**INSTRUCTIONS TO FOLLOW**:
Write out the lines of the items below, unchanged, from the line with "Annotation guideline: The" to the line with "[1367,511,1568,669]", including both of those lines. Copy nothing else.

** START OF MATERIAL FOR THE TASK **

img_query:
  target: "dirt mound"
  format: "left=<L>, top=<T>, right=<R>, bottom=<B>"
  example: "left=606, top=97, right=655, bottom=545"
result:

** END OF MATERIAL FOR THE TASK **
** START OF MATERIAL FOR THE TASK **

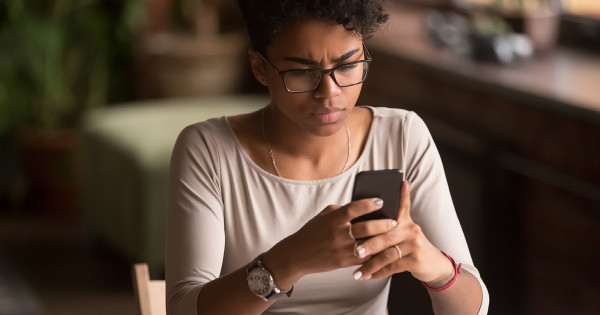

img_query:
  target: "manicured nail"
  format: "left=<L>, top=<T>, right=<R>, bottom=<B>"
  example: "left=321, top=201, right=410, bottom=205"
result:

** END OF MATERIAL FOR THE TASK **
** START OF MATERIAL FOR THE TASK **

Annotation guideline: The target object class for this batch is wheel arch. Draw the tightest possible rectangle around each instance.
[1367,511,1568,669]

** END OF MATERIAL FOR THE TASK **

**RESULT OF THE TASK**:
Annotation guideline: The target object class for this batch is wheel arch. Draw the tightest possible rectangle around each instance.
[1367,511,1568,669]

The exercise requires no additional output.